What to produce
Update the listing from the line containing "Could you indicate the thin" through the end of the listing, replacing "thin branch" with "slender branch" and leaving everything else unchanged.

Given information
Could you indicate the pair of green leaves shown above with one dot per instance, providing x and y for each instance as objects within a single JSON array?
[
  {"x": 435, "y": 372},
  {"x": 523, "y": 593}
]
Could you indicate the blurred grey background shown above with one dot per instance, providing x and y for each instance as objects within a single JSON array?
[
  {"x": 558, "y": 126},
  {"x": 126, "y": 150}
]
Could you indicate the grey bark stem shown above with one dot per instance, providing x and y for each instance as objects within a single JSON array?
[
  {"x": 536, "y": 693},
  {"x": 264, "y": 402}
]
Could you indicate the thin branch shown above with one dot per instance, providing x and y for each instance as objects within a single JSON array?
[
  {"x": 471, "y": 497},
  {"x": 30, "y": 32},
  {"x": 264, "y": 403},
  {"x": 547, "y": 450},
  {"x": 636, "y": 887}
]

Written answer
Could you indicate the slender branch shown above with one dot per instance, providing x and y for each instance as objects within a single JSON array?
[
  {"x": 471, "y": 497},
  {"x": 30, "y": 32},
  {"x": 264, "y": 403},
  {"x": 547, "y": 450},
  {"x": 636, "y": 887}
]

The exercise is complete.